EXTRAIT SOURCE
---------------
Israël entre hystérie et nouvelle fonction dans la guerre contre la Syrie

Dimanche 7 décembre, les commentateurs des « raids israéliens » autour de Damas se sont distribués en deux grands groupes. D’un côté, ceux qui ont tenté de comprendre ce que cela pouvait bien cacher et s’il s’agissait du début d’une nouvelle étape après une période d’accalmie relative de ce type d’agression. De l’autre, ceux qui se sont préoccupés de savoir si la Syrie allait répliquer et comment.

Deux types de questionnement qui méritent analyse et réflexion, à condition d’éviter les surenchères creuses et les tentatives de diabolisation.

Inutile de nous attarder à discuter de la valeur militaire de ces raids. L’opération est « nulle », puisque le réseau de missiles de la défense aérienne syrienne n’a pas riposté et que les objectifs atteints se résument à de vieilles installations vides, facilement et rapidement remplaçables.

En revanche, les raisons politiques méritent explication, ces raids étant inséparables de quatre observations étroitement liées les unes aux autres :

La première observation concerne ce qui se passe en Israël où la discorde gouvernementale en est arrivée à la dissolution de la Knesset provoquant des élections anticipées [1] dans un contexte où la classe politique reste engagée dans l’impasse, que la décision soit en faveur de la guerre ou de la paix ; ce qui fait que ces élections ne changeront rien à la situation, sinon à conduire à encore plus de divisions politiques.

En effet, les décisions en faveur de la paix ont amené Isaac Rabin au pouvoir avec une grande majorité, mais son assassinat a fait échouer la paix. Les Accords d’Oslo ont amené Ariel Sharon et Benyamin Netanyahou et leur échec dans les guerres contre le Liban a amené Ehud Barak sous le slogan du « retrait sur une année ». Mais le retour de Sharon avec le déclenchement de l’Intifada palestinienne a fait tomber cette option de retrait, laquelle aurait limité les dégâts. Sharon n’a pas réussi à écraser le soulèvement palestinien. Et, depuis le retrait de Gaza en 2005 et l’échec de la guerre de Juillet en 2006 [contre le Liban], Israël est incapable de former une direction politique qui porte un projet clair avec les mécanismes appropriés pour le mettre en œuvre.
---------------
ÉNONCÉ 1
D'après l'extrait sur Israël et la guerre contre la Syrie, quel jour les commentateurs se sont-ils répartis en deux grands groupes au sujet des raids autour de Damas ?
L'extrait et les lignes sont deux matériaux indépendants.

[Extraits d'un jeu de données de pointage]
---------------
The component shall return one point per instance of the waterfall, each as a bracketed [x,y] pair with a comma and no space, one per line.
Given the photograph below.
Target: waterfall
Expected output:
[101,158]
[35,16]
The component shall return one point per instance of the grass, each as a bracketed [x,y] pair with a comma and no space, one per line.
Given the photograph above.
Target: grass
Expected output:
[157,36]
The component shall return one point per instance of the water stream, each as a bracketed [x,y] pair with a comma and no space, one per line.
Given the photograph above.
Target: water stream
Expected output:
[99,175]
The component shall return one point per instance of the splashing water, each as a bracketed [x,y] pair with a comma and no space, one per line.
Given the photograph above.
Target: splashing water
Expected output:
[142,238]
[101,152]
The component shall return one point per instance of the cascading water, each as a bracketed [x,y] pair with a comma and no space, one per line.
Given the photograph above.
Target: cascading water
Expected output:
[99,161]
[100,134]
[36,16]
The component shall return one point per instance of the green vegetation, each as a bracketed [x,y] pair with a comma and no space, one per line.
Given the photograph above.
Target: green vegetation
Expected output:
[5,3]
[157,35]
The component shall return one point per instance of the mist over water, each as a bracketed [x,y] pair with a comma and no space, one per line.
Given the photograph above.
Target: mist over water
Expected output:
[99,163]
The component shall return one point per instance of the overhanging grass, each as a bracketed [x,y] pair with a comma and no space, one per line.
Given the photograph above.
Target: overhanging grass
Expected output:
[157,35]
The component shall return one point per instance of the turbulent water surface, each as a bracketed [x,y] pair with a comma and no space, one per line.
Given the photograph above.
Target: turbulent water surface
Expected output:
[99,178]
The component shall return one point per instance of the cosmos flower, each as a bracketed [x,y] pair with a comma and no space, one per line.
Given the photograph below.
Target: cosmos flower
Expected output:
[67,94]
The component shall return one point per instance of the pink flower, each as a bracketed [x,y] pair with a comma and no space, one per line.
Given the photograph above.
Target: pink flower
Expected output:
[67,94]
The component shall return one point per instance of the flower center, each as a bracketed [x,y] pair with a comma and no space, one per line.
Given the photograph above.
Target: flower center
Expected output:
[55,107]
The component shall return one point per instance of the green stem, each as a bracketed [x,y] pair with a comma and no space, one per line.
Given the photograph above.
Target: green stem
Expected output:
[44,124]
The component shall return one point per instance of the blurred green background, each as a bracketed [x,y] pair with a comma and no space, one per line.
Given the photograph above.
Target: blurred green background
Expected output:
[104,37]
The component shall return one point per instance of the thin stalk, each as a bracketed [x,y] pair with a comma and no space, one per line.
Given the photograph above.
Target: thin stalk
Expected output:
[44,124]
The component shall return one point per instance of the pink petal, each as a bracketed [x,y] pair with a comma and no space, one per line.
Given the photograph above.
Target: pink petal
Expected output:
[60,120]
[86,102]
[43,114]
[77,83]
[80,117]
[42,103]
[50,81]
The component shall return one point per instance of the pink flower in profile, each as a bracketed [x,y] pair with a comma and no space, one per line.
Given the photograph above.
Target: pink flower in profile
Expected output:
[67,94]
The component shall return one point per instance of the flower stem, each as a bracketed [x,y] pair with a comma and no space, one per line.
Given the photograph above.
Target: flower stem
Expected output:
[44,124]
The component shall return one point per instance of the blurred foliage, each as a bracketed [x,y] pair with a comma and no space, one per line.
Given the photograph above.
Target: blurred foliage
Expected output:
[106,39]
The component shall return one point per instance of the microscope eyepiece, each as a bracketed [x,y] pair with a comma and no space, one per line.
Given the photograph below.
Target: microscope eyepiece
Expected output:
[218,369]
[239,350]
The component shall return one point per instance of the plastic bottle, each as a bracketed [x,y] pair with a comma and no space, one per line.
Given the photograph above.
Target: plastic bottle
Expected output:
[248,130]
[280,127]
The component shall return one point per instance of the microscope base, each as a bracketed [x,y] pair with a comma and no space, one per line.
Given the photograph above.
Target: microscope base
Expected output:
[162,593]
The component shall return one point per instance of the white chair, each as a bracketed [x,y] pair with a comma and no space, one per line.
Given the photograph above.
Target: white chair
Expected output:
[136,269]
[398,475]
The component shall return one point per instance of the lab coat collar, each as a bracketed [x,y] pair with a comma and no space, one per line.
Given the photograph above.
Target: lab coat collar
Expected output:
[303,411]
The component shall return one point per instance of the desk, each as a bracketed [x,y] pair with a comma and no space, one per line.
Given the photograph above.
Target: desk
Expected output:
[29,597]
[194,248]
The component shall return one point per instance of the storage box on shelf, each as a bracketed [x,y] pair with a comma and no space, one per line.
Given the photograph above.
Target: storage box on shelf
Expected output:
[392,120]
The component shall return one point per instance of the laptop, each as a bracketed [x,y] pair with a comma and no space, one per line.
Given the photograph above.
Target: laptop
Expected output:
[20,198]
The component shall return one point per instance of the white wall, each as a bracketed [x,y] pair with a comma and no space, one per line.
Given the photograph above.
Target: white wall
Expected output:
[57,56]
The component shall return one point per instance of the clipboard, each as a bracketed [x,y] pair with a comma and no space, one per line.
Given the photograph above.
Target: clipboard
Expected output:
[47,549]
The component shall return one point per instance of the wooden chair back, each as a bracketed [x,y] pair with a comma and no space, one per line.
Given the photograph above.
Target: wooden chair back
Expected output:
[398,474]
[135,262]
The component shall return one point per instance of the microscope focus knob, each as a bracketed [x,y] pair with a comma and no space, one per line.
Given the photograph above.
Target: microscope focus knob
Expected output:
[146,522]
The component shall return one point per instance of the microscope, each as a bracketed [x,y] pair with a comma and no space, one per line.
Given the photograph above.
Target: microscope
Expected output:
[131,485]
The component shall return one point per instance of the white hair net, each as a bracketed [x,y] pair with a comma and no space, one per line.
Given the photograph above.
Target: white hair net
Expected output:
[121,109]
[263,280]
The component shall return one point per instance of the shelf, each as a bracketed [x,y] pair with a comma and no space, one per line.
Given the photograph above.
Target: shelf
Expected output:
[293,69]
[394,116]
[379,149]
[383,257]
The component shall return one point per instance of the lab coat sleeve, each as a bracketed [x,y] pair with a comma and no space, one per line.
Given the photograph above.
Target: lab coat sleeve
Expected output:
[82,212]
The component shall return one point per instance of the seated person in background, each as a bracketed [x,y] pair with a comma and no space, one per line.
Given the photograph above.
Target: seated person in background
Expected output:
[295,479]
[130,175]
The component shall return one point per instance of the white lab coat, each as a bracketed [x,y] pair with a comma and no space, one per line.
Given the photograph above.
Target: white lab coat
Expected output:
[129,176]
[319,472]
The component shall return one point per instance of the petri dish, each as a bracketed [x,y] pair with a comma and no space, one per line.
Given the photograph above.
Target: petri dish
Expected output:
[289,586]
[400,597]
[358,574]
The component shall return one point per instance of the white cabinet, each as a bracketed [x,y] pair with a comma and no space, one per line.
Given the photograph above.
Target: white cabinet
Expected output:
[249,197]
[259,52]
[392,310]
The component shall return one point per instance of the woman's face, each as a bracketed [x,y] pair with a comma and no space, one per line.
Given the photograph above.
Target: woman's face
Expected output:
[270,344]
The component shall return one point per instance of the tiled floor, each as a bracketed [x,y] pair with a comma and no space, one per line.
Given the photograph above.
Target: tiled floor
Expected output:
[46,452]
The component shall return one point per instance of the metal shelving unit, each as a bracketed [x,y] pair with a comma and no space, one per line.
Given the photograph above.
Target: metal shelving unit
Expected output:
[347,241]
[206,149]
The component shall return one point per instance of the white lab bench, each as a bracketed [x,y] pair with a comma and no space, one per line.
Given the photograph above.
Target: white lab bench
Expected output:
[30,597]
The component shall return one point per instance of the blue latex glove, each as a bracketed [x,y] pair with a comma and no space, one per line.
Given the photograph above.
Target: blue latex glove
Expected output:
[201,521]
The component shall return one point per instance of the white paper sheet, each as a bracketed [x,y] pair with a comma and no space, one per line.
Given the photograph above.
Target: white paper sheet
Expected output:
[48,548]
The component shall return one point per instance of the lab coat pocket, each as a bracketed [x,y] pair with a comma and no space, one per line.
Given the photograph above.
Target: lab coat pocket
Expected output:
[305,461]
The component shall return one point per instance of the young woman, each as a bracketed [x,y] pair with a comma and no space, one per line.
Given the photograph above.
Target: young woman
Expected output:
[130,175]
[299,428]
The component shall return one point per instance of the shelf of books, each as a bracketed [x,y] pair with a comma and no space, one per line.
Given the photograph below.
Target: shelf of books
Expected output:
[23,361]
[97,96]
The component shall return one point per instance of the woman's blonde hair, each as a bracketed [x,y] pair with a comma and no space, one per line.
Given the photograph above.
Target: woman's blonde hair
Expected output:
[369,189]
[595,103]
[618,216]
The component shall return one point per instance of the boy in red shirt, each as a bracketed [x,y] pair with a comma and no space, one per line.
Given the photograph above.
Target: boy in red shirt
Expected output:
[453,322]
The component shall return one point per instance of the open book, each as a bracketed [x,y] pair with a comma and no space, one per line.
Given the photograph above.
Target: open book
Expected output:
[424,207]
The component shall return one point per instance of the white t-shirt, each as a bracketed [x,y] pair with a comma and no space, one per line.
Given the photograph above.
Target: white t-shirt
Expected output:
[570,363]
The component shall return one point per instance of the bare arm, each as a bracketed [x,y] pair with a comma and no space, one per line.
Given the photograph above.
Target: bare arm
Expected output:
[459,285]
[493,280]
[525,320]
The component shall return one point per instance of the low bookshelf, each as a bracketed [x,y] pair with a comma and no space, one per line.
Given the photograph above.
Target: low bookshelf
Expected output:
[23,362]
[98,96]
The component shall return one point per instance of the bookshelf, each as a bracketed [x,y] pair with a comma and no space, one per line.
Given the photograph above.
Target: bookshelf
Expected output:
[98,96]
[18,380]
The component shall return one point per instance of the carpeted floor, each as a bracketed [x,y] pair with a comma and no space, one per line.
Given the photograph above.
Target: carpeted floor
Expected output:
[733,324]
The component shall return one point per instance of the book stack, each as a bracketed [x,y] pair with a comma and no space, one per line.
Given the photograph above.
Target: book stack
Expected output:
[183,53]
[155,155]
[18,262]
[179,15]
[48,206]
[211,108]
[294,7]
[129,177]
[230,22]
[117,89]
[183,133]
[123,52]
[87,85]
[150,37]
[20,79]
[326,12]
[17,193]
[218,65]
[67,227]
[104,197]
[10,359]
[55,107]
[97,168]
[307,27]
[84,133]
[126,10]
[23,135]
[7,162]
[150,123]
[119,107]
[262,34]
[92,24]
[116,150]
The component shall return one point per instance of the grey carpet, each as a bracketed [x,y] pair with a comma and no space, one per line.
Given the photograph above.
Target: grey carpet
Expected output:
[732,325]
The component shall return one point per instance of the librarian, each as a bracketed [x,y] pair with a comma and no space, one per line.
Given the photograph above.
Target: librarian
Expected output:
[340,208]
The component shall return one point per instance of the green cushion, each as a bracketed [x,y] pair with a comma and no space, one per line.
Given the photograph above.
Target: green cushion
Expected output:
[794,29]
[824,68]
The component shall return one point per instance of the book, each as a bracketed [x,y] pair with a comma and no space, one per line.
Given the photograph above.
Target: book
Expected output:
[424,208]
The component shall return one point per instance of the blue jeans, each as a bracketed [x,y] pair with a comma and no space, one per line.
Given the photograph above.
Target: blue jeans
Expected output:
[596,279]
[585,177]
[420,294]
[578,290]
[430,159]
---------------
ÉNONCÉ 2
Combien de lignes des données contiennent la chaîne « chair », en respectant la casse ? Donnez uniquement le nombre, s'il vous plaît.

RÉPONSE 1
Le dimanche 7 décembre.

RÉPONSE 2
4